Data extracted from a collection
┄┄┄┄┄┄
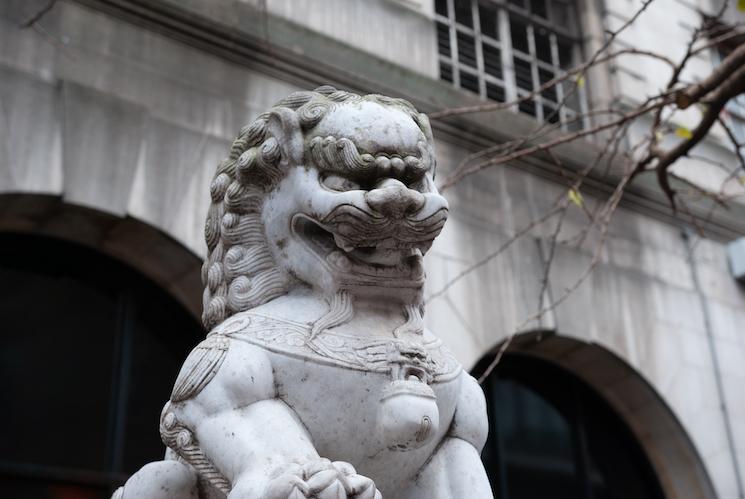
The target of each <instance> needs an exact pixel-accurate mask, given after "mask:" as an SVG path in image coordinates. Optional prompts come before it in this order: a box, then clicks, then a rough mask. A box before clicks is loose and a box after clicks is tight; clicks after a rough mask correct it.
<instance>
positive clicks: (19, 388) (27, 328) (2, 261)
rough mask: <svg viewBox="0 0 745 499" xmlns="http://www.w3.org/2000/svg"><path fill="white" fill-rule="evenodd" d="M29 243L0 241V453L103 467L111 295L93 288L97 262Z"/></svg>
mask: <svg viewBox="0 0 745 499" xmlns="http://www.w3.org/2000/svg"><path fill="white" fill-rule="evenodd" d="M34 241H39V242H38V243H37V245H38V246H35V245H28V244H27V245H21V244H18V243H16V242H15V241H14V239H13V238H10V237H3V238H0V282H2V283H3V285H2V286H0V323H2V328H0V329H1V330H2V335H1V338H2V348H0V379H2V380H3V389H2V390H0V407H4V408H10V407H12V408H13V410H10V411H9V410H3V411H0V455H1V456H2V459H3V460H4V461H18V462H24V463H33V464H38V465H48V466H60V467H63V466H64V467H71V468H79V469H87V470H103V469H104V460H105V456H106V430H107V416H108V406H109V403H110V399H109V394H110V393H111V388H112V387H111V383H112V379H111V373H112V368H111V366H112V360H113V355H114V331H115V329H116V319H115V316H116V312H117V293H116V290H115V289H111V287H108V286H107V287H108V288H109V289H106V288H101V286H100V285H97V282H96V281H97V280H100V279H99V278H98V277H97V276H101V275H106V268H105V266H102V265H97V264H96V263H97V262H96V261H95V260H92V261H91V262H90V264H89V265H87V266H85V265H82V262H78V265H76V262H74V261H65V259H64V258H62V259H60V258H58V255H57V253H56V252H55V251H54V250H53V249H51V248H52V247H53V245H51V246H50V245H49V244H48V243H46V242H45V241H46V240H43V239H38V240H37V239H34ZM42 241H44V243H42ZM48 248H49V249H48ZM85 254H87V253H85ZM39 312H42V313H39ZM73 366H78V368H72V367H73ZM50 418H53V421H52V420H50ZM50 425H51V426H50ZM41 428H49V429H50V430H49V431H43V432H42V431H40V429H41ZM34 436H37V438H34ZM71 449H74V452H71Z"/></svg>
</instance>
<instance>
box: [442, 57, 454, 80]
┄┄┄┄┄┄
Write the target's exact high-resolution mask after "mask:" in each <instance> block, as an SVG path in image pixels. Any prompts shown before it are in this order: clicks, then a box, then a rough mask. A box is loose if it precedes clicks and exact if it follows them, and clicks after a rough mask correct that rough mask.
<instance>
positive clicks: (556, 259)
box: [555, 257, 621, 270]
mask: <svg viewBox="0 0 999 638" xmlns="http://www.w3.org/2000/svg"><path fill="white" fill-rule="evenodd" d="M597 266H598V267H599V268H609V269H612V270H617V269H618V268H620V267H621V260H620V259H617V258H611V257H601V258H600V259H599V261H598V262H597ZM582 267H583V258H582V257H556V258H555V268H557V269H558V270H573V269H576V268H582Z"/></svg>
┄┄┄┄┄┄
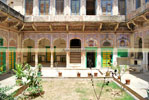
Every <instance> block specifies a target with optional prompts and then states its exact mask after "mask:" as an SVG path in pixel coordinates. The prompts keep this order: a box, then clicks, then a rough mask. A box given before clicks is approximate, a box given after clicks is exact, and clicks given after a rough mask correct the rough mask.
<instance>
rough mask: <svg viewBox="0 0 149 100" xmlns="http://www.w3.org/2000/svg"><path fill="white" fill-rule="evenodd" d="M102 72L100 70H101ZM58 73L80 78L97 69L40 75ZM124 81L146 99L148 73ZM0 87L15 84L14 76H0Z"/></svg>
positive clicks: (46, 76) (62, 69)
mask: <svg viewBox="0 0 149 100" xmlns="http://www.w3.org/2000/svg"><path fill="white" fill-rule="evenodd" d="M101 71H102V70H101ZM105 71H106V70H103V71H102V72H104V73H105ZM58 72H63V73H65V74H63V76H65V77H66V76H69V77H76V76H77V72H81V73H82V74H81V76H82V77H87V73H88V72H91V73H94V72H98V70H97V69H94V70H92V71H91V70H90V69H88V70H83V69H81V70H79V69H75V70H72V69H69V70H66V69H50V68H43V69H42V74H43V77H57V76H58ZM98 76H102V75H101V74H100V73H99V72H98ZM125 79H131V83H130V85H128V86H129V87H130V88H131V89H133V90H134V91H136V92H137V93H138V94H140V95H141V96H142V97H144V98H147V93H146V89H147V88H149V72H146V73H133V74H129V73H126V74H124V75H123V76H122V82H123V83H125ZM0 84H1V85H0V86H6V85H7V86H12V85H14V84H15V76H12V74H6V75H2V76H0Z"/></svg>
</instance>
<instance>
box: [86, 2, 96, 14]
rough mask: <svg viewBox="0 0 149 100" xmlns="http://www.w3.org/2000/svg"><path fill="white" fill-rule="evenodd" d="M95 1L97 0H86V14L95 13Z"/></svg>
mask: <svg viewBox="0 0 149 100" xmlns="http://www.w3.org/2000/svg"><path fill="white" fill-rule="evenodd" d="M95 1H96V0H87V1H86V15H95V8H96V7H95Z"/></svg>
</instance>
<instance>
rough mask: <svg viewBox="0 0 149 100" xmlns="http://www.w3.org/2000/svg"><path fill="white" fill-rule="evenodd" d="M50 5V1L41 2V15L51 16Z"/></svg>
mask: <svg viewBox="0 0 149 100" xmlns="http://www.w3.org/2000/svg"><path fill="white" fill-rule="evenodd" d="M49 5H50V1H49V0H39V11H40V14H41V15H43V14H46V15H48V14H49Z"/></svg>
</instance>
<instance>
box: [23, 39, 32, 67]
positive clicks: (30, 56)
┄┄┄┄┄┄
== YOUR TASK ==
A word-for-word copy of the lines above from the one with "positive clicks: (46, 76) (62, 69)" through the one with "box: [86, 2, 96, 14]", inclusive, is the only output wanted.

== RESULT OF THE EXERCISE ==
positive clicks: (46, 76) (62, 69)
mask: <svg viewBox="0 0 149 100" xmlns="http://www.w3.org/2000/svg"><path fill="white" fill-rule="evenodd" d="M101 71H102V70H101ZM105 71H106V70H103V71H102V72H104V73H105ZM58 72H63V73H65V74H63V76H65V77H66V76H69V77H76V76H77V72H81V73H82V74H81V76H82V77H87V73H88V72H91V73H94V72H98V70H97V69H94V70H92V71H91V70H90V69H88V70H83V69H81V70H79V69H75V70H72V69H69V70H66V69H50V68H43V69H42V74H43V77H57V76H58ZM98 76H102V75H101V74H100V73H99V72H98ZM125 79H131V83H130V85H128V86H129V87H130V88H131V89H133V90H134V91H136V92H137V93H138V94H140V95H141V96H142V97H144V98H147V93H146V89H147V88H149V72H146V73H133V74H129V73H126V74H124V75H123V76H122V82H123V83H125ZM0 84H1V85H0V86H6V85H7V86H12V85H14V84H15V76H12V74H6V75H2V76H0Z"/></svg>
</instance>
<instance>
box: [86, 2, 96, 14]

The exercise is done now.